Task goal: Quote the data below from the line containing "Reviewer note: confirm that every instance of the podium in" through the last line of the data, reproducing each line without changes.

Data section:
┌──

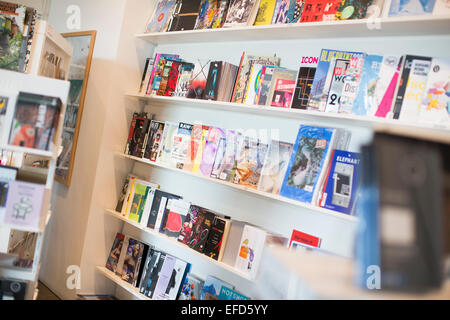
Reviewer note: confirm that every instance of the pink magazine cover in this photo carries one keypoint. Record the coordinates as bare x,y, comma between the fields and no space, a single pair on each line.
210,150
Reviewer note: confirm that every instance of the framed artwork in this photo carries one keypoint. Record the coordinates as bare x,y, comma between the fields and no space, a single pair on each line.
83,47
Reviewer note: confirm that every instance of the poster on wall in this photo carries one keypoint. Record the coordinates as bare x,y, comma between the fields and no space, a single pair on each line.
83,47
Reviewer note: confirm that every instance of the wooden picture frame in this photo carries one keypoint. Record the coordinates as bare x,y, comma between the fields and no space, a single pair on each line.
81,60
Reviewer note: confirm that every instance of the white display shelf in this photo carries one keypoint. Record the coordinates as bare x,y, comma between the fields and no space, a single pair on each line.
116,279
381,27
178,244
437,132
310,207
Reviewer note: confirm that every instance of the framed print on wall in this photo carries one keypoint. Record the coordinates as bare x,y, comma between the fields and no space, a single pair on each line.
83,48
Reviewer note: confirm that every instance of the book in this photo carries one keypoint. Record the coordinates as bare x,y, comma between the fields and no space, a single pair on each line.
403,82
365,99
136,135
241,13
303,240
275,166
186,232
132,260
198,83
211,288
195,147
243,74
250,163
170,278
351,83
341,186
352,9
200,230
158,208
228,294
250,250
7,174
175,215
217,238
411,8
114,254
280,15
25,203
282,89
13,24
35,121
181,144
415,90
191,288
386,86
153,264
154,143
165,155
210,150
309,157
435,106
184,79
319,89
160,19
265,12
295,11
184,16
207,11
226,156
213,80
305,80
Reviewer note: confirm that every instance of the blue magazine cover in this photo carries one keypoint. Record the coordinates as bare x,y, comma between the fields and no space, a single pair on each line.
369,76
319,92
342,183
307,161
411,7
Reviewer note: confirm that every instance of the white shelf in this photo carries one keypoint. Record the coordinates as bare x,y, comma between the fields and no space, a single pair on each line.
394,26
115,278
313,209
179,244
435,132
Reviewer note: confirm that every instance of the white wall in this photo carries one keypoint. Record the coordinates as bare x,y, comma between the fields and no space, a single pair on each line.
71,206
81,234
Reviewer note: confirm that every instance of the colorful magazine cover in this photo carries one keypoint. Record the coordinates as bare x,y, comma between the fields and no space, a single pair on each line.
181,144
352,9
228,294
436,103
12,28
311,150
160,18
265,12
24,204
35,121
411,7
170,130
415,90
191,288
210,150
386,86
341,186
132,261
250,163
305,79
211,288
275,166
114,254
365,99
154,141
319,90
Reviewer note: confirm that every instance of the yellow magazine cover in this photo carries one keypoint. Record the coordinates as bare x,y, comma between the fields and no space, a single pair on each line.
265,12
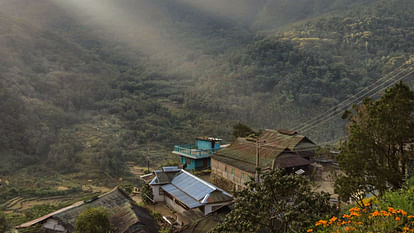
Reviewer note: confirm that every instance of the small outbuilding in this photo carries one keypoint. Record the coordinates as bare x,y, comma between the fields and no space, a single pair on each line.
185,192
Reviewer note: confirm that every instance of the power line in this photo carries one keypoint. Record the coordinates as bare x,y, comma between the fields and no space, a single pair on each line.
377,84
305,129
341,108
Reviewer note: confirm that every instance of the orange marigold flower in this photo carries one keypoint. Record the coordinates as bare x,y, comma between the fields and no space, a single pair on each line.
374,214
333,219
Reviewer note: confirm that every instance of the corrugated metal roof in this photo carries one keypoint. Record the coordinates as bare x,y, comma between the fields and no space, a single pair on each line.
170,169
242,152
194,187
182,196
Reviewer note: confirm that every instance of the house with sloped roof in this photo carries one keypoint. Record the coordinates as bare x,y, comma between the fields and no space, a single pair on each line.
197,156
283,149
186,193
124,214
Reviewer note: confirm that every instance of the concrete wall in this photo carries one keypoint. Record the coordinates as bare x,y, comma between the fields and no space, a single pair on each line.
213,207
191,165
232,174
171,203
195,164
156,193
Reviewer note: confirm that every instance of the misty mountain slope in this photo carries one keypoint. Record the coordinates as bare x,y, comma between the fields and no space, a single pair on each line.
287,77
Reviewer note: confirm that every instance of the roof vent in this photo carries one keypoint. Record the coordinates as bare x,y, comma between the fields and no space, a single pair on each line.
170,169
287,132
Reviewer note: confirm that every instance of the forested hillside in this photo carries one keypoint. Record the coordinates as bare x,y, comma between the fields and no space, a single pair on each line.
87,86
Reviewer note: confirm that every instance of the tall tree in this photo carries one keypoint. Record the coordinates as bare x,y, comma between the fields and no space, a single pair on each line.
280,203
376,154
4,226
93,220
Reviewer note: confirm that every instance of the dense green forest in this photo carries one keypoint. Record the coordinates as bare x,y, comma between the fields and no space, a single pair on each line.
86,88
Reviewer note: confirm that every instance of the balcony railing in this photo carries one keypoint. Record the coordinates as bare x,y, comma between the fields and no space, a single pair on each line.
192,151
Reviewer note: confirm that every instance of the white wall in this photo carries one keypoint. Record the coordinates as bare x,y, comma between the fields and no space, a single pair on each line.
174,205
156,193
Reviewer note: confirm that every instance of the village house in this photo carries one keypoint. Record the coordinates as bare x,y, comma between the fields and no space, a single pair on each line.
125,216
282,149
186,193
198,156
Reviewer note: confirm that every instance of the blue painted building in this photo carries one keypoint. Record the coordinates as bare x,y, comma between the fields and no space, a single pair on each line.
197,156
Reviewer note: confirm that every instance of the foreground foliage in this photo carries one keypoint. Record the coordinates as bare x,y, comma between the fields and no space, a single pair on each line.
4,226
281,203
365,220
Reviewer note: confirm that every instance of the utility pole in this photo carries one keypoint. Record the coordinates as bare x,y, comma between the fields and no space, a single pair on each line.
257,160
147,158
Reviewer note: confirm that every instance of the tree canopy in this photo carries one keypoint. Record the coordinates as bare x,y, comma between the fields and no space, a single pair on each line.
93,220
280,203
375,157
4,226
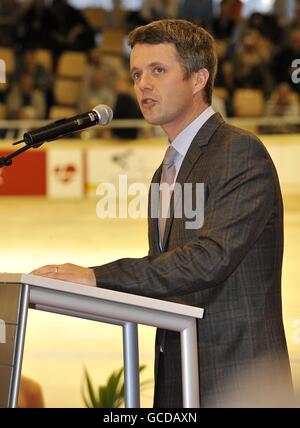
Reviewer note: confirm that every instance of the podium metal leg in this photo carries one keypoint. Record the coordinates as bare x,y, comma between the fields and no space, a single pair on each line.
189,366
19,347
131,365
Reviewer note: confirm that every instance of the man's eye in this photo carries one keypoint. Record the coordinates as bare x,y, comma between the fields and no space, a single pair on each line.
159,70
136,75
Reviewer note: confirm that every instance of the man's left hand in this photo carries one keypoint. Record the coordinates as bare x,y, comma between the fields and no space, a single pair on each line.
67,272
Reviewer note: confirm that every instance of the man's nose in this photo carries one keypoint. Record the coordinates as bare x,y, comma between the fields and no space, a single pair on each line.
145,83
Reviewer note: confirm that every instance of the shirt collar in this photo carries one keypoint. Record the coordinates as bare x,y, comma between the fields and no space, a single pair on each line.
183,140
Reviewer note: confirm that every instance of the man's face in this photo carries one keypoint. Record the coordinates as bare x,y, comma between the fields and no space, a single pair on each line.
165,97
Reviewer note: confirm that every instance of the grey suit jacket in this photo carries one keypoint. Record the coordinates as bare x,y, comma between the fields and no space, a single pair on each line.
231,266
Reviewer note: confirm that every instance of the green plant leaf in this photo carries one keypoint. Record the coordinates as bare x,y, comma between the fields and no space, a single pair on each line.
110,395
90,389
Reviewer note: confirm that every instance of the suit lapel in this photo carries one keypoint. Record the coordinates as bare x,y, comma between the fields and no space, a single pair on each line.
193,155
153,213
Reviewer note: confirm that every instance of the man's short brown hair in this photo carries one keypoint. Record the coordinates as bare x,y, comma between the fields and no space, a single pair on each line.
195,46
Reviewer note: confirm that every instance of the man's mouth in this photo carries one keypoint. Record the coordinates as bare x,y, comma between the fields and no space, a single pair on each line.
148,101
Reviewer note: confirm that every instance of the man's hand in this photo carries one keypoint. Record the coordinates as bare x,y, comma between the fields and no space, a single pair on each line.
67,272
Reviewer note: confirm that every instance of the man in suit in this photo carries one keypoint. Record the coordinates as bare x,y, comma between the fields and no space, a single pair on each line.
231,264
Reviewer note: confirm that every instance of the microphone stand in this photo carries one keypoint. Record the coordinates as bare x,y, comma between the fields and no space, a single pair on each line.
7,160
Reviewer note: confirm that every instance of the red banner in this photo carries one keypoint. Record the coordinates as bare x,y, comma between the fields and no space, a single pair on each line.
26,175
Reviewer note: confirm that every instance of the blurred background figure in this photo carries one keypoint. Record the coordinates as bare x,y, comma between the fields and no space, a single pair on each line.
30,394
200,11
23,94
283,102
251,63
33,26
68,29
125,108
9,16
96,92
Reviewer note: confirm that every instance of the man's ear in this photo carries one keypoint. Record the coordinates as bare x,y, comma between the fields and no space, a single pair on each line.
200,80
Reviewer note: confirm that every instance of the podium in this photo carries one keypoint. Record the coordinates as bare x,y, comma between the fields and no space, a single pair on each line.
18,292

└──

The result:
Reviewer note: confirm that every instance of the podium in this photo carries one keypoint. Record the coordinates as bare x,y, comma between the fields and no space, a single pair on each line.
18,292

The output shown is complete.